4 sessions at RSA Conference (Berlin, 26-28 Mar 15)
RSA, Berlin, March 26 – 28, 2015
Deadline: Jun 6, 2014
4 sessions at RSA Conference
61st Annual Meeting of the Renaissance Society of America (RSA)
[1] Irregular Classicism
[2] Correcting the Antique
[3] Performing piety
[4] Fireworks in European Renaissance Capitals and Courts
[1] Irregular Classicism
Seventeenth-century artistic theory, as concentrated primarily around the Académie de peinture et de sculpture in France, inherited many precepts of the Renaissance system of representation. In French art-practice, however, this notion of systematicity contributed to a fluctuating visual regime, which rhetorically adhered to its rational percepts but in practice shifted values and dominants within the system. This session seeks to question the fundamentals of the established categories of art theory in the French âge classique by examining artistic practice as susceptible to influences from outside, disobedient, and often falling out of the system.
Suggested sessions topics include but are not limited to:
– the rationality of creating and breaking the rules
– royal patronage as a foil for innovation
– the dialectics of historia and decorum, disegno and colore, matière (subject-matter) and artistic invention (penseé)
verisimilitude and ornament
– religious passions and the ambiguity of their message
– hierarchies and shifts in the system of genres
– the non-absolutist representation in the era of Absolutism
Submissions should include paper title; abstract (150-word maximum);
keywords; and a one-page curriculum vitae (300-word maximum) sent to
tsenkevitch@gmail.com
[2] Correcting the Antique
In De re aedificatoria IX.10, Alberti urges the aspiring architect to study thoroughly all existing buildings according to the following instructions: “should [the architect] find anything anywhere of which he approves, he should adopt and copy it; yet anything that he considers can be greatly refined, he should use his artistry and imagination to put right; and anything that is otherwise not too bad, he should strive to the best of his ability to improve.”
Ancient buildings received the primary attention of Renaissance architects; they were measured, drawn, but also reinterpreted. Among the most well-known examples are Giuliano da Sangallo’s plan of Santa Costanza and Francesco di Giorgio’s interior of the Pantheon. What do these reinterpretations signify with regard to the Renaissance view and appropriation of antiquity? Were Renaissance architects correcting the defaults of the otherwise “good” architecture of the ancients? Were
Renaissance architects viewing antiquity through the lens of contemporaneous practice and in what way can Renaissance architectural theory elucidate this process? We welcome case studies, monographic studies and temporal/geographic approaches.
Please send your paper title, abstract (150-word maximum), and curriculum vitae (including affiliation and contact information) to Angeliki Pollali, Deree-The American College of Greece, apollali@acg.edu and Berthold Hub, University of Vienna,
berthold.hub@univie.ac.at.
Speakers must be members of the Renaissance Society of America at the time of the conference.

* * *

[WHAT IS REQUIRED]
Decide whether each statement agrees with the RSA call for papers, answering yes or no and quoting the text's deciding words exactly: 1. Submissions are due by June 6, 2014. 2. Abstracts for the Irregular Classicism session may run up to 300 words. 3. Speakers have to belong to the Renaissance Society of America at the time of the conference. The data that comes next has nothing to do with this call for papers.

* * *

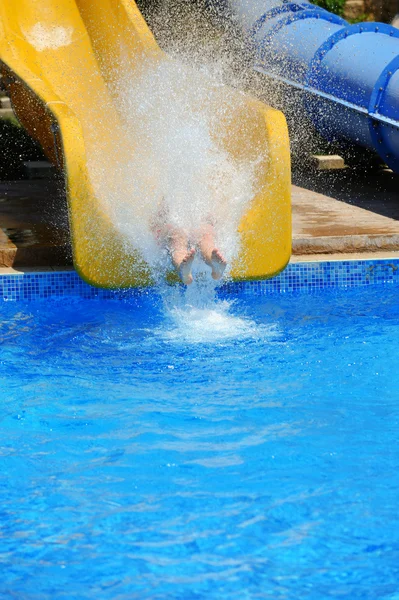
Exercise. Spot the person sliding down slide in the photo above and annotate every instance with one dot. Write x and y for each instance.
(178, 244)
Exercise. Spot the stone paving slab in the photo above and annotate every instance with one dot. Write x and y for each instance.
(338, 213)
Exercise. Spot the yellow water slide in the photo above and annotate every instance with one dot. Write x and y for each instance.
(58, 60)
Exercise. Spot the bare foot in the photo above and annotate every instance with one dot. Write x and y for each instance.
(184, 268)
(218, 264)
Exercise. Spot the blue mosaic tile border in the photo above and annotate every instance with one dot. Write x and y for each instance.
(302, 277)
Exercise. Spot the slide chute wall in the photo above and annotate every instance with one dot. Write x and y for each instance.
(347, 75)
(59, 60)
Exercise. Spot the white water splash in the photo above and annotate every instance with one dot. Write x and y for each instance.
(196, 316)
(47, 37)
(172, 115)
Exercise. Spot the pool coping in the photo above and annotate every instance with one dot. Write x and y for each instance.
(299, 276)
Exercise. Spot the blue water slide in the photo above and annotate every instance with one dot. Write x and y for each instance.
(348, 75)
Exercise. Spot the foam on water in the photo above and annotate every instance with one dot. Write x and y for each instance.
(196, 315)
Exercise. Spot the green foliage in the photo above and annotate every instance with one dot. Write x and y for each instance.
(16, 147)
(334, 6)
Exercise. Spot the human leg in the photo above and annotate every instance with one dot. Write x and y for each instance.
(210, 254)
(182, 258)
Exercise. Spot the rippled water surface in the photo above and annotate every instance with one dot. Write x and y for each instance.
(161, 449)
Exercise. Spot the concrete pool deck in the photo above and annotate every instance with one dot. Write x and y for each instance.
(336, 215)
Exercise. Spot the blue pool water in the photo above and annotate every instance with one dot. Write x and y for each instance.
(245, 449)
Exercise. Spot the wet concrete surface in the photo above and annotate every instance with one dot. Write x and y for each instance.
(334, 213)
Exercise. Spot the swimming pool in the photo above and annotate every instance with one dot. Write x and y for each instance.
(243, 448)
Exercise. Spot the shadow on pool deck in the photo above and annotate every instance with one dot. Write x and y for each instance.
(335, 212)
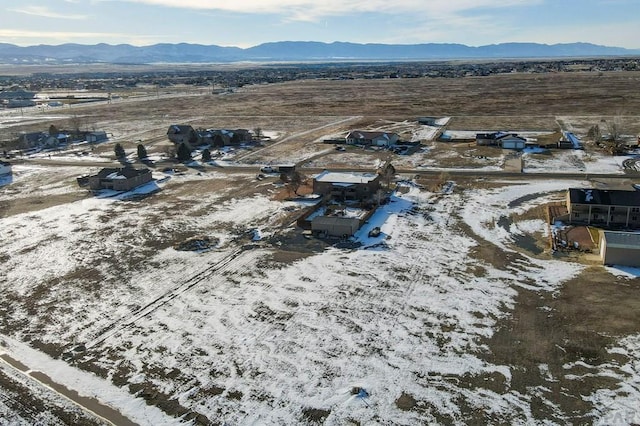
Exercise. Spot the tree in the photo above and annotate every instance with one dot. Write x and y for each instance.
(218, 140)
(76, 122)
(595, 134)
(119, 151)
(142, 152)
(295, 181)
(184, 154)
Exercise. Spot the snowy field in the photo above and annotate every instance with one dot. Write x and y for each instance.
(241, 338)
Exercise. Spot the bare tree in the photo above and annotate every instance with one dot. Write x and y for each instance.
(295, 180)
(614, 127)
(595, 134)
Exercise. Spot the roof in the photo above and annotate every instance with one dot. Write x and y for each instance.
(617, 239)
(613, 197)
(121, 173)
(365, 135)
(180, 128)
(345, 177)
(496, 135)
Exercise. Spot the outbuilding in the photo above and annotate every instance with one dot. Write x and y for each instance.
(335, 226)
(620, 248)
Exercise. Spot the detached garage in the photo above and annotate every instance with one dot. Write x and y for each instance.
(620, 248)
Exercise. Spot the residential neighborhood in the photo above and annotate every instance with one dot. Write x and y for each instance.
(329, 250)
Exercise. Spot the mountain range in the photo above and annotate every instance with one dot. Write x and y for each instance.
(293, 51)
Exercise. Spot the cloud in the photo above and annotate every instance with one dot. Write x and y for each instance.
(45, 13)
(312, 10)
(61, 36)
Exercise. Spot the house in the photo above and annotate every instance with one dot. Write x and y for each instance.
(17, 98)
(501, 139)
(96, 136)
(335, 226)
(347, 186)
(365, 138)
(119, 179)
(224, 137)
(183, 133)
(5, 168)
(32, 140)
(428, 121)
(607, 208)
(620, 248)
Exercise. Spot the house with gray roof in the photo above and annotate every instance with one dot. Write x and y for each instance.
(603, 207)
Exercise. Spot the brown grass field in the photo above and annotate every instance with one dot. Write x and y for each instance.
(301, 112)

* * *

[RIGHT ANSWER]
1. Yes: "Deadline: Jun 6, 2014"
2. No: "abstract (150-word maximum)"
3. Yes: "Speakers must be members of the Renaissance Society of America at the time of the conference."